*PROVIDED TEXT*.
Score function calculates accuracy of the model using the data. Let's calculate the accuracy of our model on the training set:

In []: 
tree_model.score(X_train, y_train) 
Out[]: 
1.0 

Wow, looks like our model is 100% accurate. Isn't it a great result? Let's not hurry and check our model on held-out data. Evaluation on the test set is the golden standard of success in machine learning:

In []: 
tree_model.score(X_test, y_test) 
Out[]: 
0.87666666666666671 

Worse now. What's just happened? Here, the first time we were faced with the problem of overfitting, when the model is trying to fit itself to every quirk in the data. Our model adjusted itself to the training data so much, that on the previously unseen data, it lacks the ability to generalize. As any real-world data contains noise and signal, we want our models to fit to the signal and to ignore the noise component. Overfitting is the most common problem in machine learning. It's common when datasets are too small, or models are too flexible. The opposite situation is called underfitting—when the model is not able to fit the complex data well enough:

Figure 2.6: Underfitting (right column) versus good fit (central column) versus overfitting (right column). Top row shows classification problem, bottom row shows regression problem.

*EXERCISES TO COMPLETE*.
[1] Count the lines of the entries that contain the string "finish", treating uppercase and lowercase as different, and reply with the number alone.
[2] Pick up the text on model overfitting after its final sentence and write the next part.
The text on overfitting has no connection to the entries that come after it.

*SUPPLIED MATERIAL*.
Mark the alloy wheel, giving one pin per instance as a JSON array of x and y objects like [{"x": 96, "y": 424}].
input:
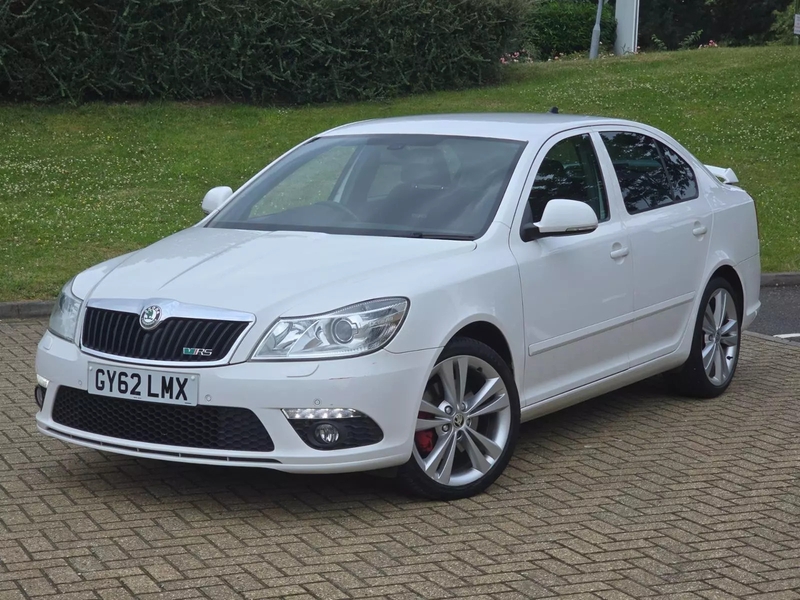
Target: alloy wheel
[
  {"x": 463, "y": 423},
  {"x": 720, "y": 337}
]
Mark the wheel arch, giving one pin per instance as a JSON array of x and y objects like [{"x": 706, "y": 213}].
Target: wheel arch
[
  {"x": 729, "y": 274},
  {"x": 489, "y": 334}
]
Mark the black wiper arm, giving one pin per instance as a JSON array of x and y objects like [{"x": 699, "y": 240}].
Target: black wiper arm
[{"x": 440, "y": 236}]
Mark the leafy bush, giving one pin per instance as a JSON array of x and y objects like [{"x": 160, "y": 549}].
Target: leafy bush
[
  {"x": 553, "y": 28},
  {"x": 734, "y": 22},
  {"x": 254, "y": 50}
]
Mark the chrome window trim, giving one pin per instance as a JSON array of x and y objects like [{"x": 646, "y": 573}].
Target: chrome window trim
[{"x": 169, "y": 308}]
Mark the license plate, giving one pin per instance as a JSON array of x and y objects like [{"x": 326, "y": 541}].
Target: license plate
[{"x": 142, "y": 384}]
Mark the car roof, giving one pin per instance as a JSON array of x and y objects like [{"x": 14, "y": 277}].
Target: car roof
[{"x": 513, "y": 126}]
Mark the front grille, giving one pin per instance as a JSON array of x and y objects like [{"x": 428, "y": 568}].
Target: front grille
[
  {"x": 354, "y": 432},
  {"x": 119, "y": 333},
  {"x": 210, "y": 427}
]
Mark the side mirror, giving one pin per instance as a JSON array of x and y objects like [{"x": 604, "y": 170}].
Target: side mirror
[
  {"x": 215, "y": 197},
  {"x": 562, "y": 217}
]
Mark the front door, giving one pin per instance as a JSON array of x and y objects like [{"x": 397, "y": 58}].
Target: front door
[
  {"x": 670, "y": 227},
  {"x": 577, "y": 290}
]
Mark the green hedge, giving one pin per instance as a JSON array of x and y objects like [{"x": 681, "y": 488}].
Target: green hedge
[
  {"x": 563, "y": 27},
  {"x": 253, "y": 50}
]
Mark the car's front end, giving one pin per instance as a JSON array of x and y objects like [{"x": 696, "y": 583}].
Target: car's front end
[
  {"x": 308, "y": 416},
  {"x": 160, "y": 378}
]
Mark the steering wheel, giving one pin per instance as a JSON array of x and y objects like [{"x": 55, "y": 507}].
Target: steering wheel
[{"x": 341, "y": 208}]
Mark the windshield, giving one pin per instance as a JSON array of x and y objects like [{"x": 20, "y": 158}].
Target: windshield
[{"x": 396, "y": 185}]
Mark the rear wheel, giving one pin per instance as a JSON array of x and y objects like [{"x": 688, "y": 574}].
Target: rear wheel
[
  {"x": 467, "y": 424},
  {"x": 709, "y": 370}
]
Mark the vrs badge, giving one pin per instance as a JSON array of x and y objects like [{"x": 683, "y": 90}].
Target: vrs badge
[
  {"x": 197, "y": 351},
  {"x": 150, "y": 317}
]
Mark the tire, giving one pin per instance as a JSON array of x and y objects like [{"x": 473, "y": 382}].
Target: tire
[
  {"x": 465, "y": 439},
  {"x": 717, "y": 337}
]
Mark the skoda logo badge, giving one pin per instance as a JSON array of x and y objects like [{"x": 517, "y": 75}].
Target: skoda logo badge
[{"x": 150, "y": 317}]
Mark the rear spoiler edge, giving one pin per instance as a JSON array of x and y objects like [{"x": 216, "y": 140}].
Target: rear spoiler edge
[{"x": 724, "y": 175}]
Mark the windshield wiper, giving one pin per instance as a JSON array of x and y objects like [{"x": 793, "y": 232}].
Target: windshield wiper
[{"x": 439, "y": 236}]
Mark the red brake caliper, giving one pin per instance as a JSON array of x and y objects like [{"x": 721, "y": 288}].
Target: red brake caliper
[{"x": 425, "y": 439}]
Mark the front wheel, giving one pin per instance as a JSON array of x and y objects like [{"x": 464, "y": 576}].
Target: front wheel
[
  {"x": 712, "y": 362},
  {"x": 467, "y": 424}
]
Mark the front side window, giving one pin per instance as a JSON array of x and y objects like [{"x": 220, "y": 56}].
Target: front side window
[
  {"x": 569, "y": 171},
  {"x": 645, "y": 174},
  {"x": 395, "y": 185}
]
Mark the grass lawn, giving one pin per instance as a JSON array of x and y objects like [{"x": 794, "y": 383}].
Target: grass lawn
[{"x": 81, "y": 184}]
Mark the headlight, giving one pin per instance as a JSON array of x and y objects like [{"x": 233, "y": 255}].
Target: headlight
[
  {"x": 64, "y": 318},
  {"x": 350, "y": 331}
]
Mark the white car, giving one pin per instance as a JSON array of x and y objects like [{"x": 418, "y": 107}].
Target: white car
[{"x": 402, "y": 293}]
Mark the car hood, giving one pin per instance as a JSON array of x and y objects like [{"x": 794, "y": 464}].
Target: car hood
[{"x": 261, "y": 272}]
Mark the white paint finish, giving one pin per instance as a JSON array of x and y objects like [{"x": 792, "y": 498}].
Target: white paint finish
[
  {"x": 562, "y": 216},
  {"x": 627, "y": 14},
  {"x": 723, "y": 174},
  {"x": 573, "y": 310},
  {"x": 215, "y": 197}
]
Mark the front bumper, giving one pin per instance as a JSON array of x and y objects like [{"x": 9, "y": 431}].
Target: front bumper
[{"x": 386, "y": 387}]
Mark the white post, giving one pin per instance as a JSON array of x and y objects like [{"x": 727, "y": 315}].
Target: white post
[
  {"x": 594, "y": 49},
  {"x": 627, "y": 15}
]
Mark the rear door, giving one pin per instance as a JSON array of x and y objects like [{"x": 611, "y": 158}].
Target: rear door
[{"x": 669, "y": 224}]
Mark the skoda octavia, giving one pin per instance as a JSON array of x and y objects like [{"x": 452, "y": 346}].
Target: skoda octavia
[{"x": 402, "y": 293}]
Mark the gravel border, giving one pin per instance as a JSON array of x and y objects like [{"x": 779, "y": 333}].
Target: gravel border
[{"x": 41, "y": 308}]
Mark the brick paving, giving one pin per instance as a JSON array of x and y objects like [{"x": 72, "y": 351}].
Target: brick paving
[{"x": 637, "y": 494}]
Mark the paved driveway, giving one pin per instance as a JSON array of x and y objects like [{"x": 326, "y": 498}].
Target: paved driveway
[{"x": 636, "y": 494}]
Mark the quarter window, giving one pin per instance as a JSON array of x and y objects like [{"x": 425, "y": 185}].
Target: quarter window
[
  {"x": 569, "y": 171},
  {"x": 681, "y": 175}
]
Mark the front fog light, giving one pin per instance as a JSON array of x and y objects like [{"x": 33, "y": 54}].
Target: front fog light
[
  {"x": 326, "y": 434},
  {"x": 39, "y": 396}
]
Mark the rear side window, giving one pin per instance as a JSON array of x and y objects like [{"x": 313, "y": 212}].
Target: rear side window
[
  {"x": 642, "y": 177},
  {"x": 681, "y": 175}
]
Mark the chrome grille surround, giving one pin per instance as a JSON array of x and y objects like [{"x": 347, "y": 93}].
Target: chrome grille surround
[{"x": 127, "y": 313}]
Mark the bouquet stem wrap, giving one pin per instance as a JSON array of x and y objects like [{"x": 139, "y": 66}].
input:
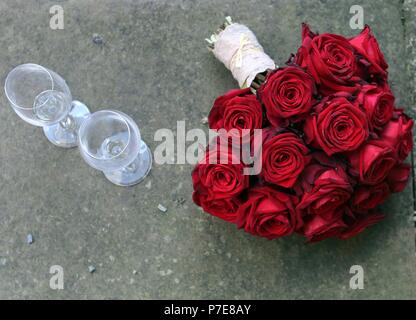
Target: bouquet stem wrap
[{"x": 236, "y": 46}]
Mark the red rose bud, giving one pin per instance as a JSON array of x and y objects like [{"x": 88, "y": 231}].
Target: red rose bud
[
  {"x": 284, "y": 156},
  {"x": 225, "y": 208},
  {"x": 378, "y": 103},
  {"x": 358, "y": 224},
  {"x": 238, "y": 110},
  {"x": 367, "y": 46},
  {"x": 369, "y": 197},
  {"x": 399, "y": 177},
  {"x": 287, "y": 94},
  {"x": 372, "y": 162},
  {"x": 219, "y": 175},
  {"x": 331, "y": 61},
  {"x": 399, "y": 133},
  {"x": 317, "y": 228},
  {"x": 268, "y": 213},
  {"x": 338, "y": 125},
  {"x": 324, "y": 191}
]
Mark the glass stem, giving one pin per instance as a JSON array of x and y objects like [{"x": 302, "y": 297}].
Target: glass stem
[{"x": 68, "y": 123}]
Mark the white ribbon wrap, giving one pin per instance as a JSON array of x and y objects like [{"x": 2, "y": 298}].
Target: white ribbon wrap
[{"x": 237, "y": 47}]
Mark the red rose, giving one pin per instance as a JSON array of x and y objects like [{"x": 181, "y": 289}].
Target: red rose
[
  {"x": 219, "y": 175},
  {"x": 399, "y": 133},
  {"x": 399, "y": 177},
  {"x": 358, "y": 224},
  {"x": 325, "y": 189},
  {"x": 284, "y": 156},
  {"x": 378, "y": 104},
  {"x": 367, "y": 46},
  {"x": 225, "y": 208},
  {"x": 369, "y": 197},
  {"x": 238, "y": 110},
  {"x": 338, "y": 125},
  {"x": 373, "y": 161},
  {"x": 317, "y": 228},
  {"x": 268, "y": 213},
  {"x": 287, "y": 94},
  {"x": 330, "y": 59}
]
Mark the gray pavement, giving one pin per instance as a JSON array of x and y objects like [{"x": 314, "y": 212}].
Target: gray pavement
[{"x": 153, "y": 65}]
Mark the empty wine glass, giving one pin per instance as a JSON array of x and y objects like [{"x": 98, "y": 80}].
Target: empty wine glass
[
  {"x": 42, "y": 98},
  {"x": 110, "y": 141}
]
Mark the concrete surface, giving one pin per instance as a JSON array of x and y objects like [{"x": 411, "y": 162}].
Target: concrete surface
[{"x": 153, "y": 65}]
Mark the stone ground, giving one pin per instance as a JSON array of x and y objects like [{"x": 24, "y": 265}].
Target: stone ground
[{"x": 153, "y": 65}]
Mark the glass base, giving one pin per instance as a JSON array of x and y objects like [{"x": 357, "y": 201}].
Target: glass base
[
  {"x": 135, "y": 172},
  {"x": 64, "y": 133}
]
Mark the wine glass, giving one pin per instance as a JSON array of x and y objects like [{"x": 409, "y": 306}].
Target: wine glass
[
  {"x": 110, "y": 141},
  {"x": 42, "y": 98}
]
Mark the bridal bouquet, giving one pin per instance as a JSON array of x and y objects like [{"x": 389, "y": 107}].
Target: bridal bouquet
[{"x": 327, "y": 139}]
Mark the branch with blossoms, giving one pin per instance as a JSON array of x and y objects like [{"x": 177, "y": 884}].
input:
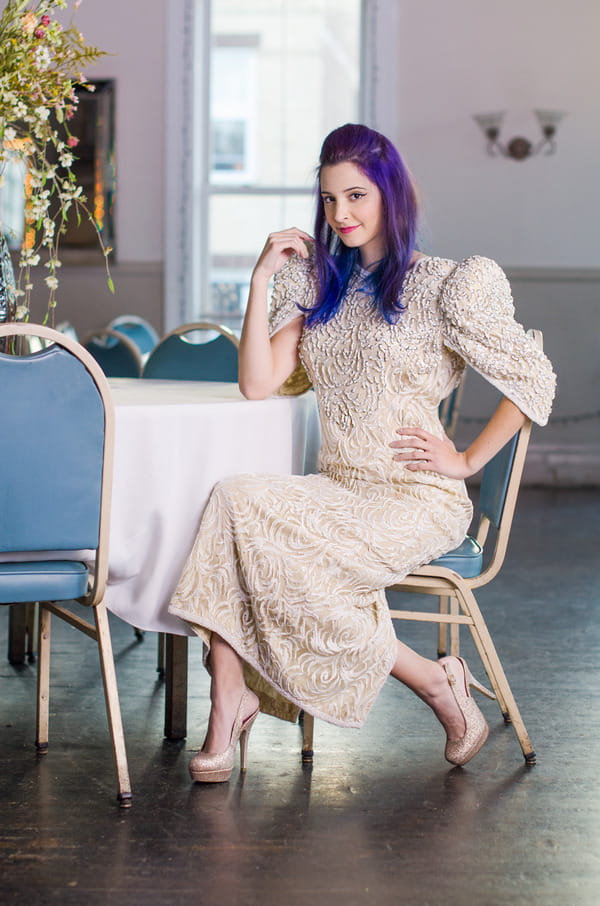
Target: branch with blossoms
[{"x": 41, "y": 66}]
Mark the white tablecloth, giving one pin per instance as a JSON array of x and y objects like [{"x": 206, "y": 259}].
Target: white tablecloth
[{"x": 173, "y": 441}]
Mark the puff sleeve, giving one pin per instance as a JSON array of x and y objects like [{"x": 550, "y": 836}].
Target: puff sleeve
[
  {"x": 294, "y": 285},
  {"x": 480, "y": 326}
]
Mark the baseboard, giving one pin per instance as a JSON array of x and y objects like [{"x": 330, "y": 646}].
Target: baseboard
[{"x": 560, "y": 466}]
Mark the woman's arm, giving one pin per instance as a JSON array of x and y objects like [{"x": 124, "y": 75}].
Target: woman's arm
[
  {"x": 428, "y": 452},
  {"x": 264, "y": 363}
]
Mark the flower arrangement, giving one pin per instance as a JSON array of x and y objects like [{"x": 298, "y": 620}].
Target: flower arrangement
[{"x": 41, "y": 63}]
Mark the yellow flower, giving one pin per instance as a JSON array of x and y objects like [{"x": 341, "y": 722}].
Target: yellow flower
[{"x": 29, "y": 23}]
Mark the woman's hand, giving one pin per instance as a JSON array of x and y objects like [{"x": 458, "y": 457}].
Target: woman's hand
[
  {"x": 279, "y": 247},
  {"x": 431, "y": 453}
]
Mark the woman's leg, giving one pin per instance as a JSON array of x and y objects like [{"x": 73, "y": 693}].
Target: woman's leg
[
  {"x": 226, "y": 688},
  {"x": 428, "y": 680}
]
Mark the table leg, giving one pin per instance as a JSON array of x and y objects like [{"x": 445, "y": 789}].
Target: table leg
[{"x": 176, "y": 651}]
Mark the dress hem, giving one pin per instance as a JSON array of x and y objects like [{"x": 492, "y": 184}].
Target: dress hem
[{"x": 302, "y": 706}]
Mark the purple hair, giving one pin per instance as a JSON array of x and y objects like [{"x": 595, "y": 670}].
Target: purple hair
[{"x": 379, "y": 160}]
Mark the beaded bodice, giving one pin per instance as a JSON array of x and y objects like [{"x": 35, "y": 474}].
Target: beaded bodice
[{"x": 372, "y": 377}]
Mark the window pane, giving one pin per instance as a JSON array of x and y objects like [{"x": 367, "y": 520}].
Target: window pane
[
  {"x": 239, "y": 227},
  {"x": 283, "y": 74}
]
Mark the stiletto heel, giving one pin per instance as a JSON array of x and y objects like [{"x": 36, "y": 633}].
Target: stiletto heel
[
  {"x": 206, "y": 767},
  {"x": 459, "y": 751}
]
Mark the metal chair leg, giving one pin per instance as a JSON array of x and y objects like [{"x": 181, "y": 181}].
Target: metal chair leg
[
  {"x": 113, "y": 708},
  {"x": 43, "y": 684}
]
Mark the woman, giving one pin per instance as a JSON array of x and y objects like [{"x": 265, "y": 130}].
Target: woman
[{"x": 285, "y": 583}]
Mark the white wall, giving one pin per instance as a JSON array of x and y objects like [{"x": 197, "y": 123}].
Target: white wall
[
  {"x": 455, "y": 59},
  {"x": 132, "y": 31},
  {"x": 437, "y": 63},
  {"x": 538, "y": 217}
]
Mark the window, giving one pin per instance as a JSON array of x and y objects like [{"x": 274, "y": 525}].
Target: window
[
  {"x": 257, "y": 87},
  {"x": 283, "y": 73}
]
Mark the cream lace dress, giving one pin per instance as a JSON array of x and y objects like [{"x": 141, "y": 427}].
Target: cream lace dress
[{"x": 291, "y": 570}]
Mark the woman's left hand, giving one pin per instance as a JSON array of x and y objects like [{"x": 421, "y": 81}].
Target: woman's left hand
[{"x": 430, "y": 453}]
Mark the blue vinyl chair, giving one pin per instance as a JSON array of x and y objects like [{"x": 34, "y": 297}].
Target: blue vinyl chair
[
  {"x": 182, "y": 356},
  {"x": 140, "y": 331},
  {"x": 56, "y": 446},
  {"x": 117, "y": 355},
  {"x": 452, "y": 578}
]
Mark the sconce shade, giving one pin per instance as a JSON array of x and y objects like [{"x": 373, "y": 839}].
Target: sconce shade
[{"x": 519, "y": 148}]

*ANSWERS BY TASK*.
[1] 2

[2]
An overfitting problem is familiar to anyone who looked at some item at the online store, and then was presented with targeted advertisement of the same item everywhere on the internet. This item most likely is not relevant anymore, but the machine learning algorithm already overfitted to the limited dataset, and now you have trinket rabbits (or whatever you've looked at on the e-store) on every page you open.

In any case, we must fight overfitting somehow. So, what can we do? The simplest solution is to make the model simpler and less flexible (or, speaking machine learning, to reduce model capacity).